The request — Pull out every line of the listing below that contains the string "belly". Matching is case-sensitive.

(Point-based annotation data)
# # #
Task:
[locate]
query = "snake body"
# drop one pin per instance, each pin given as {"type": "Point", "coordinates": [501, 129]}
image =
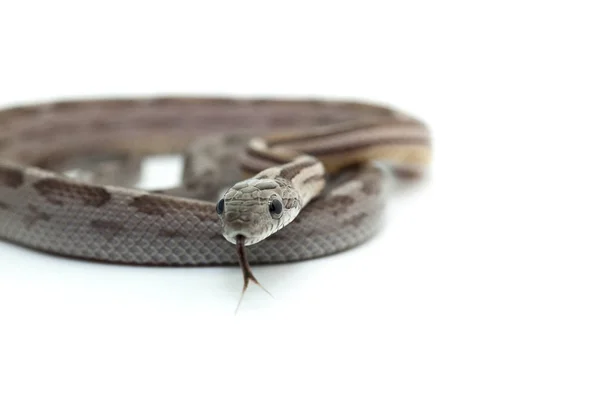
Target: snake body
{"type": "Point", "coordinates": [313, 156]}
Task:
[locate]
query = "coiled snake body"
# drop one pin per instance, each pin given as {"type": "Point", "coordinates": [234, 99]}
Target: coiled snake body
{"type": "Point", "coordinates": [301, 151]}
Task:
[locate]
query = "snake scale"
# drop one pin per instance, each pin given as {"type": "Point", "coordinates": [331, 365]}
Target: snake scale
{"type": "Point", "coordinates": [309, 155]}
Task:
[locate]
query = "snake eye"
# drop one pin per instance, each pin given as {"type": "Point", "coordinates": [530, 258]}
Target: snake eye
{"type": "Point", "coordinates": [275, 207]}
{"type": "Point", "coordinates": [220, 206]}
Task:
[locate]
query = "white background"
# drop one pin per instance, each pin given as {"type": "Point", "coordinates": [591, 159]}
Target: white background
{"type": "Point", "coordinates": [483, 284]}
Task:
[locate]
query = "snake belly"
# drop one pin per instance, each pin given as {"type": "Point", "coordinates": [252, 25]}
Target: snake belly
{"type": "Point", "coordinates": [42, 208]}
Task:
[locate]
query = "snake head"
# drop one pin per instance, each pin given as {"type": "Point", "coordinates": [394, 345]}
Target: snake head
{"type": "Point", "coordinates": [256, 208]}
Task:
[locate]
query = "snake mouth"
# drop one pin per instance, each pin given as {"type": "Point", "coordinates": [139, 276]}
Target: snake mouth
{"type": "Point", "coordinates": [240, 240]}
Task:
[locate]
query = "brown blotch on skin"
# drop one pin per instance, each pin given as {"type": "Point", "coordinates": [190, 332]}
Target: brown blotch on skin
{"type": "Point", "coordinates": [11, 177]}
{"type": "Point", "coordinates": [290, 172]}
{"type": "Point", "coordinates": [313, 178]}
{"type": "Point", "coordinates": [371, 187]}
{"type": "Point", "coordinates": [34, 216]}
{"type": "Point", "coordinates": [108, 228]}
{"type": "Point", "coordinates": [355, 220]}
{"type": "Point", "coordinates": [58, 191]}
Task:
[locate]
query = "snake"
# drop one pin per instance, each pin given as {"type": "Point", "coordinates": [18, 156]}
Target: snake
{"type": "Point", "coordinates": [306, 177]}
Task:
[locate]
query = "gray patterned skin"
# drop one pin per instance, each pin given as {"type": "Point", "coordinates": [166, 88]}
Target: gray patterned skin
{"type": "Point", "coordinates": [42, 208]}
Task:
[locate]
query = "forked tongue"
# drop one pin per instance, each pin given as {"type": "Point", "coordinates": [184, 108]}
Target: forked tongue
{"type": "Point", "coordinates": [240, 240]}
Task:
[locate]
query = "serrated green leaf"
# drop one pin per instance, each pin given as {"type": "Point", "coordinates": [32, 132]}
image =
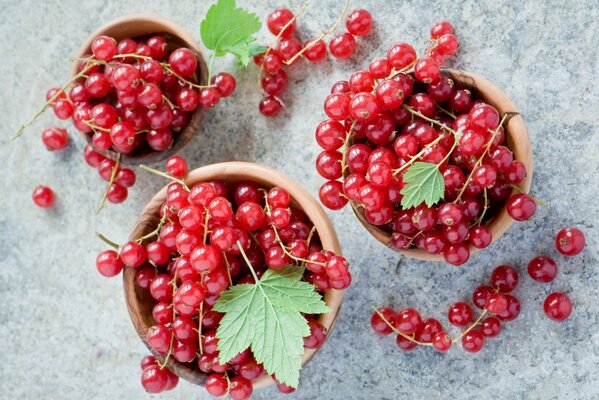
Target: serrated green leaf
{"type": "Point", "coordinates": [267, 317]}
{"type": "Point", "coordinates": [424, 183]}
{"type": "Point", "coordinates": [226, 26]}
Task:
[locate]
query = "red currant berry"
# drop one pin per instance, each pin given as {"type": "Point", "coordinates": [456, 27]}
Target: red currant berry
{"type": "Point", "coordinates": [521, 207]}
{"type": "Point", "coordinates": [400, 56]}
{"type": "Point", "coordinates": [109, 264]}
{"type": "Point", "coordinates": [316, 51]}
{"type": "Point", "coordinates": [281, 19]}
{"type": "Point", "coordinates": [427, 70]}
{"type": "Point", "coordinates": [557, 306]}
{"type": "Point", "coordinates": [331, 195]}
{"type": "Point", "coordinates": [133, 254]}
{"type": "Point", "coordinates": [183, 61]}
{"type": "Point", "coordinates": [408, 321]}
{"type": "Point", "coordinates": [570, 241]}
{"type": "Point", "coordinates": [473, 341]}
{"type": "Point", "coordinates": [176, 166]}
{"type": "Point", "coordinates": [490, 327]}
{"type": "Point", "coordinates": [270, 106]}
{"type": "Point", "coordinates": [225, 83]}
{"type": "Point", "coordinates": [542, 269]}
{"type": "Point", "coordinates": [442, 342]}
{"type": "Point", "coordinates": [154, 379]}
{"type": "Point", "coordinates": [359, 22]}
{"type": "Point", "coordinates": [43, 196]}
{"type": "Point", "coordinates": [512, 311]}
{"type": "Point", "coordinates": [460, 314]}
{"type": "Point", "coordinates": [496, 303]}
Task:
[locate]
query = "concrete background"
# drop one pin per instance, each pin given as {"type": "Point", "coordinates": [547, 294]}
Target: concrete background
{"type": "Point", "coordinates": [64, 328]}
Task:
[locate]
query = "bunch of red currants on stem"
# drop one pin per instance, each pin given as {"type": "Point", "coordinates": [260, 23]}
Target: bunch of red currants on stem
{"type": "Point", "coordinates": [403, 110]}
{"type": "Point", "coordinates": [495, 299]}
{"type": "Point", "coordinates": [497, 304]}
{"type": "Point", "coordinates": [208, 238]}
{"type": "Point", "coordinates": [131, 96]}
{"type": "Point", "coordinates": [288, 49]}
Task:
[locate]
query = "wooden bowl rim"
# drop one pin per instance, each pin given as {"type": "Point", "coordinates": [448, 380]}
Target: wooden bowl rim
{"type": "Point", "coordinates": [163, 25]}
{"type": "Point", "coordinates": [518, 140]}
{"type": "Point", "coordinates": [237, 171]}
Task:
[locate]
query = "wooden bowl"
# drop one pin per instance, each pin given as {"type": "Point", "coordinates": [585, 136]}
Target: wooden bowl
{"type": "Point", "coordinates": [139, 26]}
{"type": "Point", "coordinates": [140, 302]}
{"type": "Point", "coordinates": [517, 140]}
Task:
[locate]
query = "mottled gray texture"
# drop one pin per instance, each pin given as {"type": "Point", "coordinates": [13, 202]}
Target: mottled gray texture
{"type": "Point", "coordinates": [65, 331]}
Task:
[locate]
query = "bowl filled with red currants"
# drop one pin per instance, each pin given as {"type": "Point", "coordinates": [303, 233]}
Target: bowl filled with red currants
{"type": "Point", "coordinates": [233, 278]}
{"type": "Point", "coordinates": [436, 163]}
{"type": "Point", "coordinates": [141, 89]}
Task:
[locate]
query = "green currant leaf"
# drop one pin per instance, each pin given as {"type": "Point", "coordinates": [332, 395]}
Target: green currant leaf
{"type": "Point", "coordinates": [244, 51]}
{"type": "Point", "coordinates": [424, 183]}
{"type": "Point", "coordinates": [229, 29]}
{"type": "Point", "coordinates": [267, 317]}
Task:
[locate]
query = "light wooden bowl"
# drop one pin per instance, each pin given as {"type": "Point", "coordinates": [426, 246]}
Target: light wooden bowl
{"type": "Point", "coordinates": [140, 302]}
{"type": "Point", "coordinates": [142, 25]}
{"type": "Point", "coordinates": [517, 140]}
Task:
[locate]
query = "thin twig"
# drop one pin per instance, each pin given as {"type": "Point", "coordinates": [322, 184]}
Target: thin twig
{"type": "Point", "coordinates": [115, 169]}
{"type": "Point", "coordinates": [322, 36]}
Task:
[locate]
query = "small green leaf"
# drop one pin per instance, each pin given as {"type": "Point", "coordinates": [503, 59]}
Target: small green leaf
{"type": "Point", "coordinates": [267, 316]}
{"type": "Point", "coordinates": [229, 29]}
{"type": "Point", "coordinates": [424, 183]}
{"type": "Point", "coordinates": [245, 50]}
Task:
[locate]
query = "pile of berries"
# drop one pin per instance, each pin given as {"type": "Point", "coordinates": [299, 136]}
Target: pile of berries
{"type": "Point", "coordinates": [288, 49]}
{"type": "Point", "coordinates": [568, 242]}
{"type": "Point", "coordinates": [495, 300]}
{"type": "Point", "coordinates": [193, 256]}
{"type": "Point", "coordinates": [131, 97]}
{"type": "Point", "coordinates": [385, 119]}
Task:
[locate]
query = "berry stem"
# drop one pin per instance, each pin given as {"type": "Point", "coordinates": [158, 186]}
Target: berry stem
{"type": "Point", "coordinates": [407, 337]}
{"type": "Point", "coordinates": [200, 319]}
{"type": "Point", "coordinates": [107, 241]}
{"type": "Point", "coordinates": [170, 347]}
{"type": "Point", "coordinates": [449, 113]}
{"type": "Point", "coordinates": [168, 103]}
{"type": "Point", "coordinates": [165, 175]}
{"type": "Point", "coordinates": [94, 127]}
{"type": "Point", "coordinates": [206, 218]}
{"type": "Point", "coordinates": [480, 318]}
{"type": "Point", "coordinates": [228, 267]}
{"type": "Point", "coordinates": [479, 161]}
{"type": "Point", "coordinates": [479, 220]}
{"type": "Point", "coordinates": [278, 37]}
{"type": "Point", "coordinates": [115, 168]}
{"type": "Point", "coordinates": [247, 261]}
{"type": "Point", "coordinates": [432, 121]}
{"type": "Point", "coordinates": [285, 250]}
{"type": "Point", "coordinates": [417, 156]}
{"type": "Point", "coordinates": [345, 146]}
{"type": "Point", "coordinates": [155, 232]}
{"type": "Point", "coordinates": [322, 36]}
{"type": "Point", "coordinates": [309, 239]}
{"type": "Point", "coordinates": [51, 100]}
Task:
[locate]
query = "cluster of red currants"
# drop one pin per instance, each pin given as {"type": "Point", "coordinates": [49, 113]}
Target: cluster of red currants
# # #
Answer to the exercise —
query = "snake belly"
Target: snake belly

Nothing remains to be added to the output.